## EXERCISE GOAL
All of the data is to be repeated verbatim.

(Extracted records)
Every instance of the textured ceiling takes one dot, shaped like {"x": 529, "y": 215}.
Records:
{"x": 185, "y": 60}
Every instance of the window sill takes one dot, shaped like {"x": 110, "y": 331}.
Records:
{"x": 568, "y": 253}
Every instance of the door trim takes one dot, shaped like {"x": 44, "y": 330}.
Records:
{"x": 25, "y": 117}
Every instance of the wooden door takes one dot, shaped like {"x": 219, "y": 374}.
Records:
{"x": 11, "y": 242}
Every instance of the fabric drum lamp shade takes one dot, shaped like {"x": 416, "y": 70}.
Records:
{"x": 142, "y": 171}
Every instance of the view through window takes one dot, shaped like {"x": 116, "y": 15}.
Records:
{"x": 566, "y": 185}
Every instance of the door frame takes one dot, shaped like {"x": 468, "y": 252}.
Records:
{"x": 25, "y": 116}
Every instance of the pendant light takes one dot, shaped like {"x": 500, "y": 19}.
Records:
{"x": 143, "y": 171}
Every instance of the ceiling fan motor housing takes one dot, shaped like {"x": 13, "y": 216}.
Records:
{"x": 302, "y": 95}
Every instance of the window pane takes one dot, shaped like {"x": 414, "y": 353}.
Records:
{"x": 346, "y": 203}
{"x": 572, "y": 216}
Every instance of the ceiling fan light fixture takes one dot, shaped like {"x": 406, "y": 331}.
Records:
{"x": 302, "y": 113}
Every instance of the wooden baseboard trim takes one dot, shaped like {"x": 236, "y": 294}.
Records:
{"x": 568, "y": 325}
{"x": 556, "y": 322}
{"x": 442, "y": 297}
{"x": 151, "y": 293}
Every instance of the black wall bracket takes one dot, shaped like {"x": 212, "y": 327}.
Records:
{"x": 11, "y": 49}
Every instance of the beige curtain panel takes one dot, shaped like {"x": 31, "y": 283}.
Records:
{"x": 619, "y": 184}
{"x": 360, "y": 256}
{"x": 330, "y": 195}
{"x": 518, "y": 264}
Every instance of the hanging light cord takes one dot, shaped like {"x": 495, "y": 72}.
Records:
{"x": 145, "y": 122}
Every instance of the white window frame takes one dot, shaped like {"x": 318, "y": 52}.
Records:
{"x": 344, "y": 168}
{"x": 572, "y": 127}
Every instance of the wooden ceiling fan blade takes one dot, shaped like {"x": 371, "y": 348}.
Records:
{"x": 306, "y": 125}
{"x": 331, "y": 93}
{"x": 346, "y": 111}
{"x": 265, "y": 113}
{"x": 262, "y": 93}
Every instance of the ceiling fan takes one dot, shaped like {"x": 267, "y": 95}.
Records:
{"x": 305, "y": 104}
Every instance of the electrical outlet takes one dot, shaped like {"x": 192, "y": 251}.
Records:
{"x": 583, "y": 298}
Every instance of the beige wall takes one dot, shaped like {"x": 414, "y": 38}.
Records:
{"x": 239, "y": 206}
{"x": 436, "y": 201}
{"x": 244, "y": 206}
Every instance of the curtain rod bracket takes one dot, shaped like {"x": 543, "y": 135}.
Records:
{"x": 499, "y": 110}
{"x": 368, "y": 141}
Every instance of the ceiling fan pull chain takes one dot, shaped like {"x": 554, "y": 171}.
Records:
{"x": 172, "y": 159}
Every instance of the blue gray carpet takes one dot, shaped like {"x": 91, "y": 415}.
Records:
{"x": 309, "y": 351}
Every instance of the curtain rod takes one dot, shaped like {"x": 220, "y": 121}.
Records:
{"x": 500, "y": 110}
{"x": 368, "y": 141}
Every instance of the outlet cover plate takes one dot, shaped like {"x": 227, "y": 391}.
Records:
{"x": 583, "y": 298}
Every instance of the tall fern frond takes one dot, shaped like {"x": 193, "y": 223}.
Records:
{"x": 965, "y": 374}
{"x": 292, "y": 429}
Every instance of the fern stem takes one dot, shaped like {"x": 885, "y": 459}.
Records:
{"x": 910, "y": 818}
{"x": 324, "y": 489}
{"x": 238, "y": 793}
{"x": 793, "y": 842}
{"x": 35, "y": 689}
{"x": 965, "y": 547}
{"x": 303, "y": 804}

## RESPONSE AREA
Every instance of the textured ceiling takes one dot, shaped like {"x": 529, "y": 215}.
Records:
{"x": 185, "y": 60}
Every instance of the window sill takes one dot, shaped like {"x": 110, "y": 331}.
Records:
{"x": 568, "y": 253}
Every instance of the door trim takes one dot, shaped like {"x": 44, "y": 330}.
Records:
{"x": 25, "y": 117}
Every instance of the wooden door takes one dot, shaped like {"x": 219, "y": 374}.
Records:
{"x": 11, "y": 242}
Every instance of the fabric drum lamp shade takes one dot, shaped like {"x": 416, "y": 70}.
Records:
{"x": 142, "y": 171}
Every instance of the view through window takes one dot, shaped like {"x": 116, "y": 15}.
Records:
{"x": 566, "y": 185}
Every instance of the door frame takes one dot, shaped like {"x": 468, "y": 252}.
Records:
{"x": 25, "y": 116}
Every instance of the pendant light takes one dot, shaped like {"x": 500, "y": 19}.
Records:
{"x": 143, "y": 171}
Every instance of the ceiling fan motor housing takes one dot, shaped like {"x": 13, "y": 216}.
Records:
{"x": 302, "y": 95}
Every instance of the window pane takes one dot, shaped like {"x": 414, "y": 353}.
Records:
{"x": 346, "y": 203}
{"x": 572, "y": 216}
Every instance of the ceiling fan light fixture takes one dot, shaped like {"x": 406, "y": 331}.
Records:
{"x": 302, "y": 113}
Every instance of the wooden baseboard trim takes one dot, shaped like {"x": 236, "y": 294}.
Records:
{"x": 568, "y": 325}
{"x": 556, "y": 322}
{"x": 442, "y": 297}
{"x": 151, "y": 293}
Every instance of the black wall bracket takes one dot, shaped like {"x": 212, "y": 327}.
Records:
{"x": 11, "y": 49}
Every instance of the beige curtain panel takes one dot, shaped like {"x": 31, "y": 283}.
Records:
{"x": 619, "y": 184}
{"x": 360, "y": 256}
{"x": 330, "y": 195}
{"x": 518, "y": 264}
Every instance of the hanging light cord takes one dot, shaped like {"x": 495, "y": 72}.
Records:
{"x": 145, "y": 122}
Every instance of the white window frame takes one dot, shaped like {"x": 318, "y": 52}.
Records:
{"x": 344, "y": 168}
{"x": 572, "y": 127}
Every instance of the wooden ceiling fan blade takes one dot, shaped like {"x": 371, "y": 348}.
Records:
{"x": 306, "y": 125}
{"x": 331, "y": 93}
{"x": 346, "y": 111}
{"x": 265, "y": 113}
{"x": 262, "y": 93}
Every instance of the ceiling fan takes one dot, shaped like {"x": 267, "y": 95}.
Records:
{"x": 305, "y": 104}
Every instance of the electrical outlet takes one dot, shaped like {"x": 192, "y": 251}.
Records:
{"x": 583, "y": 298}
Every instance of the beige wall takes one dot, shaped like {"x": 414, "y": 38}.
Records:
{"x": 239, "y": 206}
{"x": 436, "y": 201}
{"x": 244, "y": 206}
Every instance of the curtain rod bracket takes one dot, shaped like {"x": 543, "y": 135}.
Records:
{"x": 499, "y": 110}
{"x": 368, "y": 141}
Every instance of the ceiling fan pull chain takes one dot, shaped like {"x": 554, "y": 171}.
Records:
{"x": 172, "y": 159}
Every instance of the blue gray carpet takes one dot, shaped like {"x": 91, "y": 415}.
Records:
{"x": 309, "y": 351}
Every instance of the curtain rod takes one dot, shaped like {"x": 220, "y": 121}.
Records:
{"x": 500, "y": 110}
{"x": 368, "y": 141}
Every instance of the outlet cover plate takes one dot, shaped like {"x": 227, "y": 391}.
Records:
{"x": 583, "y": 298}
Every instance of the tall fern frond takes one dot, shaped like {"x": 193, "y": 223}.
Records:
{"x": 965, "y": 374}
{"x": 292, "y": 429}
Every instance of the fern stem takes one dot, shaped like {"x": 885, "y": 459}.
Records:
{"x": 910, "y": 818}
{"x": 324, "y": 489}
{"x": 238, "y": 793}
{"x": 793, "y": 842}
{"x": 35, "y": 689}
{"x": 965, "y": 547}
{"x": 303, "y": 804}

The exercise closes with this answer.